> _Directions_:
1. Answer these questions from the report on Japan's entry ban:
(a) Until when will Japan keep the entry ban on non-resident foreigners?
(b) Since what date has the ban been in place?
(c) At about how many arrivals a day has Japan capped entries?
2. Duplicate the passage of the report on Japan's entry ban from "The government introduced" up to and including "a press briefing.".

Amid a surge in COVID-19 cases, Japan has decided to extend the entry ban on non-resident foreigners until the end of February.
The move to extend strict border measures was announced by Japan's Prime Minister Fumio Kishida on Tuesday, reported Japan Today.
"The infection situations regarding Omicron are clearly different at home from abroad, so the framework (of the current border controls) will be maintained until the end of February," Kishida told reporters.
The ban has been in place since November 30 after the country confirmed its first case of the highly transmissible Omicron variant of the coronavirus, reported Japan Today.
Kishida recently told a Fuji TV program that the government would decide whether to continue with the current border controls after the three-day weekend that ended Monday.
After the current strict border restrictions were introduced in late November, Kishida said they would be extended "for the time being" past early January, reported Japan Today.
The government introduced the measures initially for about a month, barring entries by non-resident foreigners and requiring returning Japanese nationals and foreign residents to quarantine in government-designated facilities.
It has also put a cap on the number of those arriving in Japan at around 3,500 a day, reported Japan Today.
Japan has also banned the re-entry of foreign residents in the country who have been to 11 nations including South Africa within 14 days, but it will lift the restriction out of "humanitarian considerations," Chief Cabinet Secretary Hirokazu Matsuno told a press briefing.

Image point grounding data
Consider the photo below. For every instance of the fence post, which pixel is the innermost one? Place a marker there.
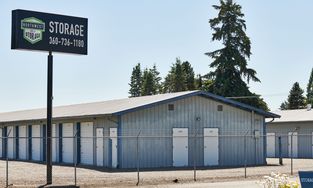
(137, 156)
(245, 154)
(7, 158)
(279, 151)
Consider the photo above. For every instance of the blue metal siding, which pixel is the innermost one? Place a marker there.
(158, 122)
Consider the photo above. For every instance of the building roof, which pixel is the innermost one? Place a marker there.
(119, 107)
(299, 115)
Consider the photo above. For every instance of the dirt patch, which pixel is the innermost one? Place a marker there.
(24, 174)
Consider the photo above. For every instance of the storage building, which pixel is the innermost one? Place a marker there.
(175, 130)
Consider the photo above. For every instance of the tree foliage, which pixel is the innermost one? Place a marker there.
(135, 82)
(295, 100)
(175, 80)
(148, 84)
(230, 62)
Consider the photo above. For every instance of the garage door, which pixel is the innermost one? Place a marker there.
(10, 132)
(113, 137)
(36, 142)
(1, 142)
(99, 146)
(67, 142)
(180, 147)
(270, 144)
(22, 142)
(54, 143)
(86, 141)
(210, 146)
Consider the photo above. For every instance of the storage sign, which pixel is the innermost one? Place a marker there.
(49, 32)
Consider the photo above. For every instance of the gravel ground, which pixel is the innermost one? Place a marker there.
(24, 174)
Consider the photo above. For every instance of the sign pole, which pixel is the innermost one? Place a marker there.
(49, 118)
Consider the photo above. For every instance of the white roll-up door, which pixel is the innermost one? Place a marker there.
(68, 142)
(113, 137)
(10, 132)
(54, 143)
(180, 147)
(270, 144)
(210, 146)
(22, 142)
(86, 142)
(36, 140)
(1, 137)
(294, 148)
(99, 146)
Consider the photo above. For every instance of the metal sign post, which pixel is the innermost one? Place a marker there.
(49, 118)
(51, 33)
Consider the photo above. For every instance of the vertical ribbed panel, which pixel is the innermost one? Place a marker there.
(194, 113)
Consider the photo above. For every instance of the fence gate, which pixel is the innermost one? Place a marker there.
(99, 146)
(270, 144)
(210, 146)
(180, 147)
(68, 142)
(113, 137)
(22, 143)
(294, 136)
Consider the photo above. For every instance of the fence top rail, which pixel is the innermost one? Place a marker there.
(156, 136)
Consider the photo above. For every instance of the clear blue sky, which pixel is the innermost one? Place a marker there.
(123, 33)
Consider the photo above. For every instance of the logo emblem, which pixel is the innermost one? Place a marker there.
(33, 29)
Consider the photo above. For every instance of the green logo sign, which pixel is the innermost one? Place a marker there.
(32, 29)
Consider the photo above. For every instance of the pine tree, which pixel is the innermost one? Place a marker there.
(230, 62)
(175, 80)
(284, 105)
(190, 76)
(135, 82)
(296, 99)
(156, 79)
(309, 90)
(148, 86)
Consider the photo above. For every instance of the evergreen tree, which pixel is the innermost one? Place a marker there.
(148, 85)
(284, 105)
(135, 82)
(157, 80)
(296, 99)
(190, 76)
(175, 80)
(230, 62)
(309, 90)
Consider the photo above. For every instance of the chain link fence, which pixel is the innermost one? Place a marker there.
(151, 160)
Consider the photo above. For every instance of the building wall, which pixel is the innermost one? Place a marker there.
(158, 122)
(305, 131)
(99, 122)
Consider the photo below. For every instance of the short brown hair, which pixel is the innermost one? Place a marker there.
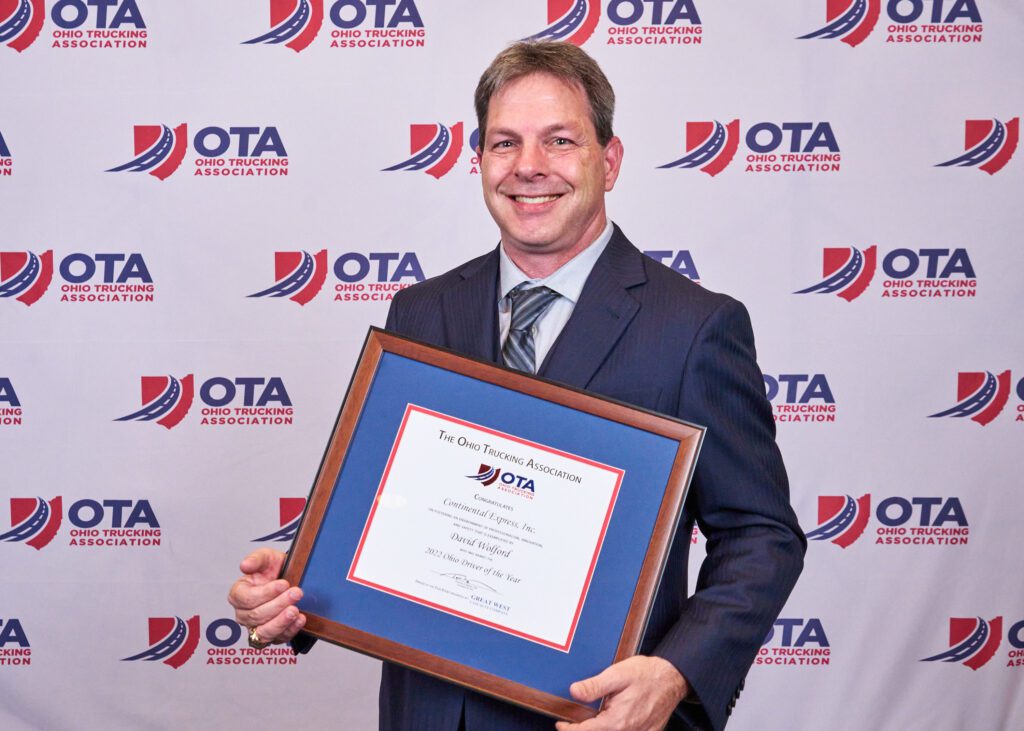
(564, 60)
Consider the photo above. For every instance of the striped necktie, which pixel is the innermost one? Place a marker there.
(527, 306)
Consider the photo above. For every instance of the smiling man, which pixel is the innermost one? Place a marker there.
(567, 296)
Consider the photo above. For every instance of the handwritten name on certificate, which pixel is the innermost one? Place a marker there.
(486, 526)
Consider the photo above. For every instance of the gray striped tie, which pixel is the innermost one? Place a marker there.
(527, 306)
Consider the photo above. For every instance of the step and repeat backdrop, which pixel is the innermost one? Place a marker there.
(204, 206)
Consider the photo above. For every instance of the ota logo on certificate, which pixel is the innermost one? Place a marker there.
(475, 548)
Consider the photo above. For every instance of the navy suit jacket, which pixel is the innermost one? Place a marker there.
(643, 334)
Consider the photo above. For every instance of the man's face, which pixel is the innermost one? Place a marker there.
(544, 172)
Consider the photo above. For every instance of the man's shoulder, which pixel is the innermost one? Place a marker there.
(432, 289)
(670, 289)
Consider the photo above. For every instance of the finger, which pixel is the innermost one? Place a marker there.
(265, 612)
(598, 723)
(283, 627)
(262, 564)
(610, 680)
(246, 595)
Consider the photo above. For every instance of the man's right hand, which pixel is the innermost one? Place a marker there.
(264, 602)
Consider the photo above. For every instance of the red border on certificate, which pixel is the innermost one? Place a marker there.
(564, 647)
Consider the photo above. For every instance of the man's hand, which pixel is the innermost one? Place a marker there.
(640, 694)
(265, 602)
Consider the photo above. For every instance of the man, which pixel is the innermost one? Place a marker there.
(616, 324)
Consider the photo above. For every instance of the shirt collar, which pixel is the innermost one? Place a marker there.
(567, 280)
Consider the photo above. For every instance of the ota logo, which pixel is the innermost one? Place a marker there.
(233, 152)
(569, 20)
(10, 404)
(14, 647)
(909, 22)
(677, 260)
(989, 144)
(910, 273)
(360, 277)
(507, 481)
(26, 275)
(903, 521)
(173, 641)
(98, 24)
(794, 641)
(434, 149)
(654, 23)
(112, 523)
(981, 396)
(20, 22)
(290, 510)
(226, 401)
(773, 147)
(88, 277)
(6, 162)
(294, 23)
(973, 641)
(801, 397)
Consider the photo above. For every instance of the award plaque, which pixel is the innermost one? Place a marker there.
(488, 527)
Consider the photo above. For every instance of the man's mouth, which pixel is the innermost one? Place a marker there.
(535, 199)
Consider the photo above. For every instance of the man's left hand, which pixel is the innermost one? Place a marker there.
(640, 694)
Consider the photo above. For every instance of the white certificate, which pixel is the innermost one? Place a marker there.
(486, 526)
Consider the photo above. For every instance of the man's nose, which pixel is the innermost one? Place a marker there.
(531, 161)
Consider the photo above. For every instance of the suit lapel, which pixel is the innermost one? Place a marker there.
(470, 309)
(604, 310)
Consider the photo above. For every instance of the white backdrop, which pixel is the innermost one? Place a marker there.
(848, 650)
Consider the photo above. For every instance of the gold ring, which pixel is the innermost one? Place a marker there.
(254, 641)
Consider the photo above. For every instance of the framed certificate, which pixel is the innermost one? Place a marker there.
(488, 527)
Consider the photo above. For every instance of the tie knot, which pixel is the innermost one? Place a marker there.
(529, 304)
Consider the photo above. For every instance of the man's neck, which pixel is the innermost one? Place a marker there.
(538, 266)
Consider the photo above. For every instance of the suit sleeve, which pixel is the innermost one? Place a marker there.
(740, 499)
(303, 642)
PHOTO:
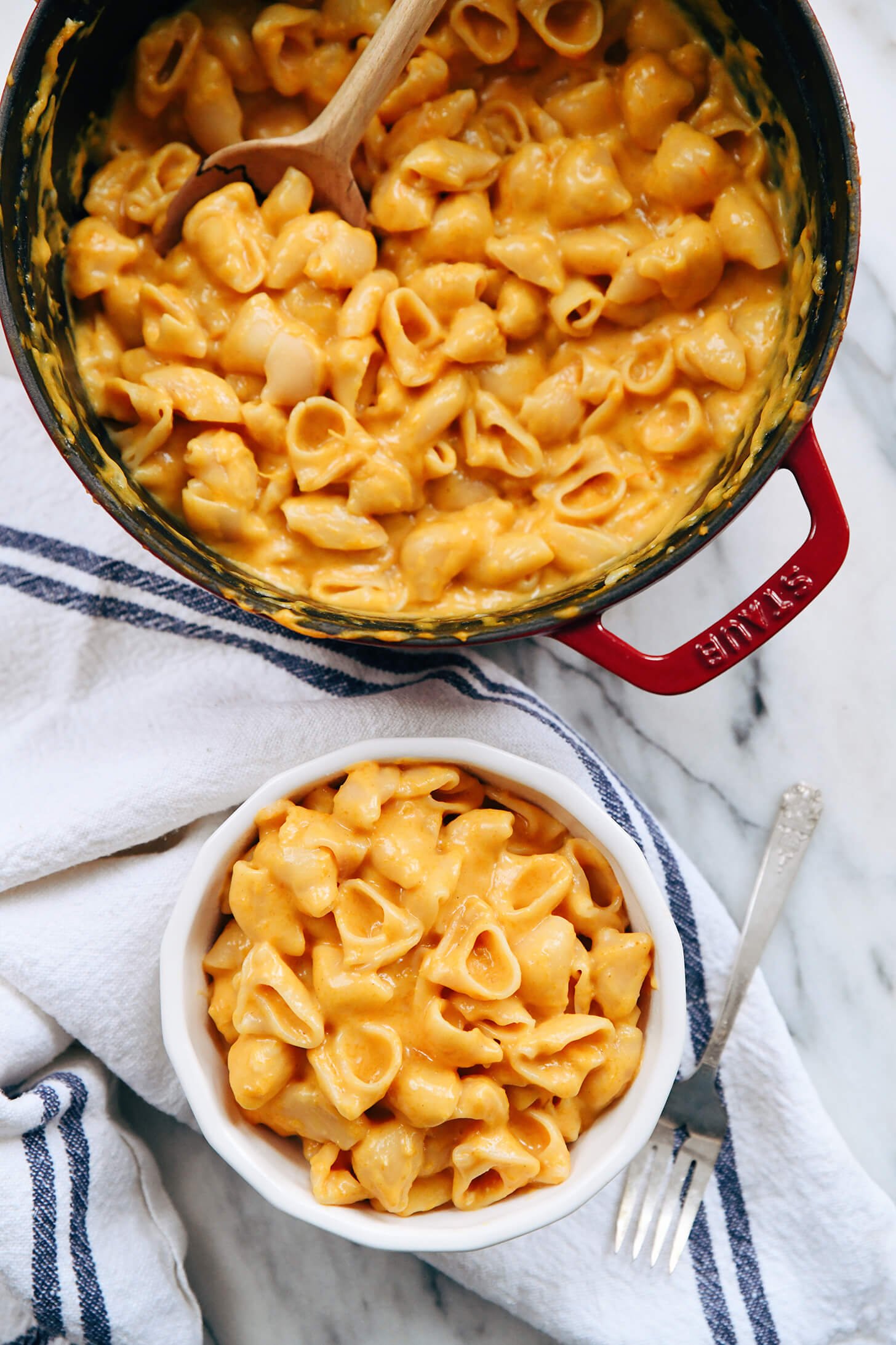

> _Task-by-task answers_:
1.
(a) Until the end of February.
(b) Since November 30.
(c) Around 3,500 a day.

2.
The government introduced the measures initially for about a month, barring entries by non-resident foreigners and requiring returning Japanese nationals and foreign residents to quarantine in government-designated facilities.
It has also put a cap on the number of those arriving in Japan at around 3,500 a day, reported Japan Today.
Japan has also banned the re-entry of foreign residents in the country who have been to 11 nations including South Africa within 14 days, but it will lift the restriction out of "humanitarian considerations," Chief Cabinet Secretary Hirokazu Matsuno told a press briefing.